> Short exercise A:
Answer each of the following from the Microsandbox deep-dive page, one line per answer, marked as the questions are.
(i) What mode does the shm object have?
(ii) What is the default value for --msb-home when $MSB_HOME is not set?
(iii) How many msb-metrics processes are needed per host?
----- Supplied text -----
Back to Microsandbox

Deep dive

docs/observability/deep-dive.mdx

0.5.412.3 KB
Original Source

Everything beyond the Quick start for the msb-metrics sidecar: the complete flag set, what it emits, the attributes attached to each datapoint, and the operational notes you'll want once it's running in earnest.

Deployment constraints

msb-metrics reads the shm registry directly. Two constraints follow.

Same Unix user as msb

The shm object is mode 0600 (owner read/write only). Running msb-metrics as a different user produces EACCES on attach.

Same $MSB_HOME

The shm name is derived from stable_hash($MSB_HOME), so both processes must agree on it. Pass --msb-home explicitly if your environment doesn't set $MSB_HOME; the default is ~/.microsandbox.

Per-host

The registry is per-host. One msb-metrics process per host covers every running sandbox there.
----- Dataset -----
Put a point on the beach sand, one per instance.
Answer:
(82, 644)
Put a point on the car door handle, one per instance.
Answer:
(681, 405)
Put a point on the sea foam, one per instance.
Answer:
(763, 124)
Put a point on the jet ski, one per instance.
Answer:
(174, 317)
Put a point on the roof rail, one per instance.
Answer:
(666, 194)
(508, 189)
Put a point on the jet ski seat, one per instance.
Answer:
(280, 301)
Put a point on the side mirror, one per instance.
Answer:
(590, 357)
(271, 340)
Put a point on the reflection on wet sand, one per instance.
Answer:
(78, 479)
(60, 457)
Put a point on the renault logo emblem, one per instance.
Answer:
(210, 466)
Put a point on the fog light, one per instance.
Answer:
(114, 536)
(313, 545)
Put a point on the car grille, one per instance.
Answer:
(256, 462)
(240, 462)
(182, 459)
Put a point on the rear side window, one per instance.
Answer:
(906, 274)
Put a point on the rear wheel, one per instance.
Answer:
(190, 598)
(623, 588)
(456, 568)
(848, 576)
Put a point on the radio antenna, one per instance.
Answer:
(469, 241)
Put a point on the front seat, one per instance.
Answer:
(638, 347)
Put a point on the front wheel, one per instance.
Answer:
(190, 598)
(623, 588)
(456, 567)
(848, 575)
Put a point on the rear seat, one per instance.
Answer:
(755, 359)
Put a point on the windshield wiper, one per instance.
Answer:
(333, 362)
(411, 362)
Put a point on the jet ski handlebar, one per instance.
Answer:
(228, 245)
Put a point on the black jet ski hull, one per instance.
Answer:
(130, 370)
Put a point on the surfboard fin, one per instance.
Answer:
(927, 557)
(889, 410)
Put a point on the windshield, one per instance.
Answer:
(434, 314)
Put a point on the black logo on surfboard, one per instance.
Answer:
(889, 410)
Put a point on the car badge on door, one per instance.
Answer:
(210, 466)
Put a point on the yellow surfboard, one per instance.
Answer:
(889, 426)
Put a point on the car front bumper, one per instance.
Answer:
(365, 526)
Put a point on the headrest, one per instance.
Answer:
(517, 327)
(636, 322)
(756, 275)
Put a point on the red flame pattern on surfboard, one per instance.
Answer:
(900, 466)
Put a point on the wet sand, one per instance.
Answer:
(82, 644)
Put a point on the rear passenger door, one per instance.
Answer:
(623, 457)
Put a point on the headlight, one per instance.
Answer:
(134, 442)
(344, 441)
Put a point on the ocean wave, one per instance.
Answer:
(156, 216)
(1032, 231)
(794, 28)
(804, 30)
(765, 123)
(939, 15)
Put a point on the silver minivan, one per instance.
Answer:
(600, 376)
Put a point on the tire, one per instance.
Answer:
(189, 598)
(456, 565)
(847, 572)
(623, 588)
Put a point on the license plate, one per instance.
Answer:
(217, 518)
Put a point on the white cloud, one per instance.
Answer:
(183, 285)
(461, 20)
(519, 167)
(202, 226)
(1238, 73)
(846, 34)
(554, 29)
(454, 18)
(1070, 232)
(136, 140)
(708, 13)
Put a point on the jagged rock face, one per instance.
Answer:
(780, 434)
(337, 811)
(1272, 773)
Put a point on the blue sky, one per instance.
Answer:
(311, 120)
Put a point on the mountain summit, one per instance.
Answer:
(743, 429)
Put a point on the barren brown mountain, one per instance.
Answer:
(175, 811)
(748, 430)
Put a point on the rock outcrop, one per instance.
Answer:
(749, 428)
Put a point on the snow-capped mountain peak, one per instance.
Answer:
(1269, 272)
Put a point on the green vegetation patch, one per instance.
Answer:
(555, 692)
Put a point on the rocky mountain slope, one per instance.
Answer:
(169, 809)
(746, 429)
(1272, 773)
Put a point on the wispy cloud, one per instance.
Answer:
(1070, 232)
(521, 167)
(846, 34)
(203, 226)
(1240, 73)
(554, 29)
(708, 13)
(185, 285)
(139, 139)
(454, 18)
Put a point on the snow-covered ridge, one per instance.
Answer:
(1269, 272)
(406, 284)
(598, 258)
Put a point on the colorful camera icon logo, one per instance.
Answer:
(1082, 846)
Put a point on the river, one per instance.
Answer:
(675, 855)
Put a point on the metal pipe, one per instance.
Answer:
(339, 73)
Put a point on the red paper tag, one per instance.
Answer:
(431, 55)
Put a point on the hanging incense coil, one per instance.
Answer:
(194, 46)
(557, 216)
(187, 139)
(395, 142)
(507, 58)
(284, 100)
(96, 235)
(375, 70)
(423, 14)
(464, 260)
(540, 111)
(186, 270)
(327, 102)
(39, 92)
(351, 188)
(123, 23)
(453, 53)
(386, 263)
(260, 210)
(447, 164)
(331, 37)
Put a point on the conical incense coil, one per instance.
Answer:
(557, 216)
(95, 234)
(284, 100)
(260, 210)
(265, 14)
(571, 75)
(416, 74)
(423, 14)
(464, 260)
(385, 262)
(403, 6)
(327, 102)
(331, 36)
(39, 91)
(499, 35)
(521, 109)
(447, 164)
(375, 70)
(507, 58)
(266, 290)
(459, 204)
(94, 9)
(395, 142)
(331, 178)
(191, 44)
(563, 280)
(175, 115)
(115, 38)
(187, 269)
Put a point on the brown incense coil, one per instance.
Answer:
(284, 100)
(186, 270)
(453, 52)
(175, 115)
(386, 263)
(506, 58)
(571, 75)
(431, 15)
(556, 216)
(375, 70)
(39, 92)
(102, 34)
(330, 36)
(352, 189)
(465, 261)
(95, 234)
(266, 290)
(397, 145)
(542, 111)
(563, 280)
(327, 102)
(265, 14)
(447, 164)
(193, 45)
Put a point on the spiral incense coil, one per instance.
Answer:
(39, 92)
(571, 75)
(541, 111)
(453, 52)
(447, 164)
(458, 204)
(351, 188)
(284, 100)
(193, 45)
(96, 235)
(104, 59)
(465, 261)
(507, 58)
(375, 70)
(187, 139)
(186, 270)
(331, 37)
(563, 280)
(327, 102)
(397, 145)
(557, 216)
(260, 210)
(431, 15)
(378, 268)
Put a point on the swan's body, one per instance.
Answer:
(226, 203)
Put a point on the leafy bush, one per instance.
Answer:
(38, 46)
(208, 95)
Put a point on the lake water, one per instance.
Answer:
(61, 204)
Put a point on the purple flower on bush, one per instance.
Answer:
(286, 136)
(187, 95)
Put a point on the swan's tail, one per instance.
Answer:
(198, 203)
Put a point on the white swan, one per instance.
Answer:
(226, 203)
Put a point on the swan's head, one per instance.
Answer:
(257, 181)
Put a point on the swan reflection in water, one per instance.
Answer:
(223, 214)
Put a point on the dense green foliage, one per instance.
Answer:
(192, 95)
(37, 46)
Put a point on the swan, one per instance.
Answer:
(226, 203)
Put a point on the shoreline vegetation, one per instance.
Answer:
-----
> Short exercise B: Report every line of the entries above that contains the word "bush", copying each line in full.

> Written response A:
(i) 0600 (owner read/write only)
(ii) ~/.microsandbox
(iii) One

> Written response B:
Put a point on the leafy bush, one per instance.
Put a point on the purple flower on bush, one per instance.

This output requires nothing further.